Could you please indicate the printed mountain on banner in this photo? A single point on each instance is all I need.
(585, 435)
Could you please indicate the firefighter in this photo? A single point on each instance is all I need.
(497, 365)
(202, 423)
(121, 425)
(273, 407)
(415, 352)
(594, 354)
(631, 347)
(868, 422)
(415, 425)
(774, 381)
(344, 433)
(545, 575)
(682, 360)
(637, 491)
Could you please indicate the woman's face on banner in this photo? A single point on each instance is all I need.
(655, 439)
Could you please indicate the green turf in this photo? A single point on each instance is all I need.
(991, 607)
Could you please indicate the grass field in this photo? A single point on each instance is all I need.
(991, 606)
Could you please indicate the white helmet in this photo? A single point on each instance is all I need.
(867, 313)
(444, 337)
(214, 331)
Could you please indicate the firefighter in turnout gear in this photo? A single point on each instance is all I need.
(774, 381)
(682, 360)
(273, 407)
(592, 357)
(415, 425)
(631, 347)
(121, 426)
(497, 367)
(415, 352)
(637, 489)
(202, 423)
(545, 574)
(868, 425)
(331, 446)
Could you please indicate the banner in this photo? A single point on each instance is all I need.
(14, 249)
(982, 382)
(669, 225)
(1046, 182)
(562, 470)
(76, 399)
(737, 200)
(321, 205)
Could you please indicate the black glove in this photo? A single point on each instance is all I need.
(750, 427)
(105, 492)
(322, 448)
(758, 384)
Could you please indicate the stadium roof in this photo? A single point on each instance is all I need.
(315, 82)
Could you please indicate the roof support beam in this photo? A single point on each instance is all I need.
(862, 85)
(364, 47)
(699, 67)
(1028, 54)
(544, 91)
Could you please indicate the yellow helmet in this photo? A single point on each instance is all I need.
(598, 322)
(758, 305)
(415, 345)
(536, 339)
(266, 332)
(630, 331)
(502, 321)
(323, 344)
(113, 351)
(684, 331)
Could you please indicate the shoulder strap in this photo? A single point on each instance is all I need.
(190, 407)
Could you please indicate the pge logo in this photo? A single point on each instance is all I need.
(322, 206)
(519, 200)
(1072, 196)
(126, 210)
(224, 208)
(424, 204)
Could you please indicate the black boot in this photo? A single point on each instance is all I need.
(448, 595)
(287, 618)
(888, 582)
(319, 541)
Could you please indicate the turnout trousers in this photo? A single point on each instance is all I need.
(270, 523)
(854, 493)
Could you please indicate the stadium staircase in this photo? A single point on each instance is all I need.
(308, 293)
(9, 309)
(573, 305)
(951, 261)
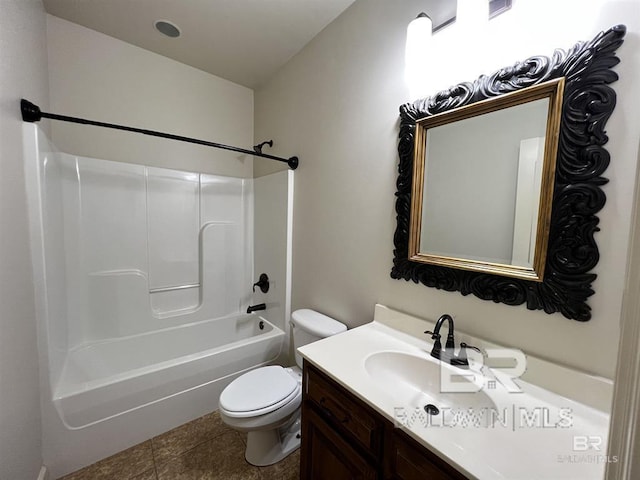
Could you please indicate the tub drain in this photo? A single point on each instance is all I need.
(431, 409)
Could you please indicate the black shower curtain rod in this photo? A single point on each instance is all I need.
(32, 113)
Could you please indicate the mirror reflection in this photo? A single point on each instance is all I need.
(484, 180)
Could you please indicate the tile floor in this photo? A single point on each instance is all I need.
(204, 449)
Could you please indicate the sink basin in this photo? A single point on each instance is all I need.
(414, 382)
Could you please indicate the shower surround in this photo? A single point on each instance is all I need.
(142, 276)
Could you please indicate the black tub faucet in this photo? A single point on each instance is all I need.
(255, 308)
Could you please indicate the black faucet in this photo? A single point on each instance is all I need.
(436, 351)
(448, 354)
(255, 308)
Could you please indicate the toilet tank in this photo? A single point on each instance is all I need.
(310, 326)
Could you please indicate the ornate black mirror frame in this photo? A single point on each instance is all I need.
(577, 197)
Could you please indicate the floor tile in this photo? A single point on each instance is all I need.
(187, 436)
(287, 469)
(221, 458)
(125, 465)
(148, 475)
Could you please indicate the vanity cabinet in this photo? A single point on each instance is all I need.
(345, 439)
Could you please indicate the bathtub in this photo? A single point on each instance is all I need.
(105, 379)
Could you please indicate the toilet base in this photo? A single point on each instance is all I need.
(266, 447)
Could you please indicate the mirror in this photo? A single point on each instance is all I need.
(552, 270)
(494, 163)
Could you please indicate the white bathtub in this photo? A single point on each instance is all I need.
(105, 379)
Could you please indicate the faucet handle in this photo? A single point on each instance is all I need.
(434, 336)
(461, 360)
(466, 345)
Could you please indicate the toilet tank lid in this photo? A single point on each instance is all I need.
(316, 323)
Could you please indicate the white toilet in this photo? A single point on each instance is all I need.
(265, 402)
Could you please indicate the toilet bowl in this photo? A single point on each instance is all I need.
(265, 402)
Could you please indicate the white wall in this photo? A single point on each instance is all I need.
(335, 105)
(23, 73)
(272, 249)
(95, 76)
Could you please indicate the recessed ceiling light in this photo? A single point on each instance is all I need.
(167, 28)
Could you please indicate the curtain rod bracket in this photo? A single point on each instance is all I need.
(31, 113)
(258, 148)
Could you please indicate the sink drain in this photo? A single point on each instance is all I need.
(431, 409)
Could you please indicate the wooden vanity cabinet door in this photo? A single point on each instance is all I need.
(406, 460)
(325, 455)
(348, 415)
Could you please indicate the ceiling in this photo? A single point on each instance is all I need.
(244, 41)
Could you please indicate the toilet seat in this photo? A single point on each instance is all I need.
(259, 392)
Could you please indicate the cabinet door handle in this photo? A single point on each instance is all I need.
(346, 416)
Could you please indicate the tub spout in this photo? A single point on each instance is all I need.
(255, 308)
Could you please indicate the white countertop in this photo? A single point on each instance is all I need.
(533, 439)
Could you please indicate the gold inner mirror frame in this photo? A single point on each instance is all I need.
(551, 90)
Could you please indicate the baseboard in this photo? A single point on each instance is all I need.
(44, 473)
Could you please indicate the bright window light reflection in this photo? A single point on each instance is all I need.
(417, 54)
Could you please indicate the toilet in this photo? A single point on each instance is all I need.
(265, 402)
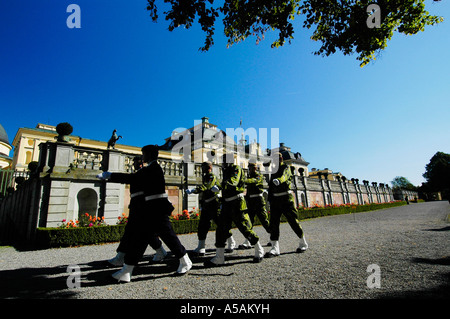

# # # # # # #

### Set exercise
Please format the stretch from the line containing "Could you please indicate the toilet in" through the end of the records as a JSON list of strings, one string per line, omitting blank lines and leaving the pictures out.

### Response to the task
[
  "Could you please indicate the toilet in this photo? A single point on each instance is all I need.",
  "(265, 402)"
]